**WHAT TO PRODUCE**
Omitting all images, output the entries that follow exactly as written.

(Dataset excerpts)
════════════════════

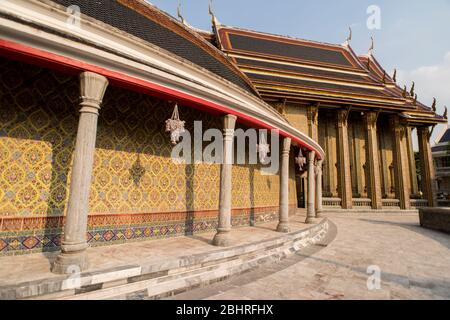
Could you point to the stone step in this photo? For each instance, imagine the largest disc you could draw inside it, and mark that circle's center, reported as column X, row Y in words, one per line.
column 184, row 281
column 157, row 279
column 390, row 211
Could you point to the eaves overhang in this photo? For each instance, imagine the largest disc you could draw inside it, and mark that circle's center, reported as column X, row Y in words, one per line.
column 38, row 32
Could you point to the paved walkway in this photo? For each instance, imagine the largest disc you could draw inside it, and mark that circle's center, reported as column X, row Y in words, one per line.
column 19, row 269
column 414, row 264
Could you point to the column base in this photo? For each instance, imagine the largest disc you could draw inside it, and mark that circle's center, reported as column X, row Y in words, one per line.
column 319, row 214
column 283, row 227
column 69, row 263
column 311, row 220
column 222, row 239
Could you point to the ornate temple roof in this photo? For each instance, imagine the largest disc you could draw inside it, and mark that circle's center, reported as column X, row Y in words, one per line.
column 143, row 20
column 282, row 67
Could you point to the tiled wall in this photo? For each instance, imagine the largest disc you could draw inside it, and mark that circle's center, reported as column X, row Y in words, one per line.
column 135, row 182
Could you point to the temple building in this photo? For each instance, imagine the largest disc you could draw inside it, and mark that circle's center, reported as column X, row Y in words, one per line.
column 441, row 157
column 86, row 88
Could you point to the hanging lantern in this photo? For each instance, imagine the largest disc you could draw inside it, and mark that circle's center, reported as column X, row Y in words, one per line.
column 175, row 126
column 300, row 160
column 263, row 149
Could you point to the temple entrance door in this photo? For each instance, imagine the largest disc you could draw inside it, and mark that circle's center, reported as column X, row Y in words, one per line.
column 300, row 188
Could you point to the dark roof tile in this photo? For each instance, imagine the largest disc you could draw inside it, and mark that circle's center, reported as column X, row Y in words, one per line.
column 126, row 19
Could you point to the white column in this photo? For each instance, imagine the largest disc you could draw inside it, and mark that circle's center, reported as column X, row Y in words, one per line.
column 319, row 207
column 283, row 225
column 222, row 237
column 310, row 210
column 74, row 244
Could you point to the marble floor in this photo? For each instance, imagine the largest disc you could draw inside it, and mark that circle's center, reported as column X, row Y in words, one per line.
column 25, row 268
column 414, row 263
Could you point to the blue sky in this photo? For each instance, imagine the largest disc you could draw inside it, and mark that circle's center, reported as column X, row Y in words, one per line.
column 414, row 36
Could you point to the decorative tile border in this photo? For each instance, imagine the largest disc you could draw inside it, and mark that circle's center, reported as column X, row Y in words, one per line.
column 39, row 234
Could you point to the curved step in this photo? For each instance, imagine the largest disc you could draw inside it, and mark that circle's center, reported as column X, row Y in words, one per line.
column 164, row 278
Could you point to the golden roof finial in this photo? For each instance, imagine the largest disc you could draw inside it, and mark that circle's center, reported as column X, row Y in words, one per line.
column 372, row 47
column 214, row 20
column 412, row 89
column 349, row 38
column 179, row 12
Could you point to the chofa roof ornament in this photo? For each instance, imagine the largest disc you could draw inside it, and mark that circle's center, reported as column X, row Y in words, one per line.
column 179, row 13
column 175, row 126
column 214, row 20
column 372, row 47
column 349, row 38
column 433, row 106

════════════════════

**RESULT OF THIS TASK**
Could you point to the stone step in this photo? For each instance, imagine the largest disc you could draw inside it, and mark that circle's center, reported as column X, row Y in words, one per line.
column 184, row 281
column 157, row 279
column 390, row 211
Could you point to the eaves overhang in this photo? For each instance, imagine the largest disc you could draw inside it, and mark that circle's center, reported as column X, row Y in words, one per line.
column 38, row 32
Could you point to the paved walkway in this photo? For each instance, imagine the largest disc you could draw inside it, and mark that circle's center, reported as column X, row Y in words, one per line.
column 19, row 269
column 414, row 264
Could you point to the column base in this photo? For each instance, imagine the largest disc you could draw inside it, and mark that circle's center, reported as column X, row Y in words, one per line.
column 319, row 214
column 283, row 227
column 69, row 263
column 311, row 220
column 222, row 239
Could you point to the ornate temple roof in this photo? For each instance, imagine the largest disc you could draw inside it, and mark that circle's center, reported as column X, row Y in words, one per line.
column 143, row 20
column 282, row 67
Could you point to the tiled wall in this photo? For each instance, imagine the largest disc you could draw inside it, and mark that circle's center, reported as column X, row Y in words, one per line.
column 135, row 182
Could you point to the temple building in this photo? For each instance, imagine the largest disc you could draw inside it, and mark that circle's center, reported as column X, row Y in words, one per line.
column 441, row 157
column 86, row 88
Could you point to the hanging lantern in this photo? For each instance, imagine the largest disc you could draw inside it, and mark that circle's center, reported as column X, row Y in words, one per line.
column 175, row 126
column 300, row 160
column 263, row 149
Could you point to the temple entrance door in this photo? For each instance, imagine the largest disc you could draw inside it, and mark that circle's center, reported as column X, row Y in words, one per line.
column 300, row 188
Could you point to the dark roof tile in this photo? For each instance, imagine the largest disc you could draw inside it, and mark that circle's center, reported as column X, row Y in words, one per line.
column 126, row 19
Could you point to the white column in this photo? For each instance, imagine the largest disc you could draw inside it, and mark that circle's center, reported as column X, row Y in words, one per line.
column 319, row 207
column 283, row 225
column 222, row 237
column 310, row 210
column 74, row 244
Could you point to the marble floor in this photo? For each instance, imagine the largest disc you could draw inside it, and mark that circle's center, reported as column X, row Y in words, one per line.
column 25, row 268
column 414, row 263
Could you point to the blue sky in this photo? For each instance, imagine the largest disc you could draw inside it, and mark that circle's center, reported as column X, row Y in words, one per line.
column 414, row 36
Could you point to the decorative tile border in this photo? For each instance, imagine the largest disc you could draw inside it, and mark that circle's center, reported as column X, row Y in words, one per line.
column 39, row 234
Could you point to the curved step in this photo? For each instance, imagine the largest disc you could draw inside it, and mark that circle's center, reported as column X, row Y in words, one per line.
column 164, row 278
Could you point to the golden roof finial in this photo? For each instance, imagine the largest disc you could draw inside it, and mark that circle's center, reported as column X, row Y in words, one per line.
column 372, row 47
column 214, row 20
column 412, row 89
column 349, row 38
column 179, row 12
Could you point to the chofa roof ornament in this photo? For each instance, imagine the largest disc you could draw inside it, and mark that circle's center, reported as column X, row Y in words, one per line.
column 179, row 13
column 175, row 126
column 214, row 20
column 372, row 47
column 349, row 38
column 433, row 106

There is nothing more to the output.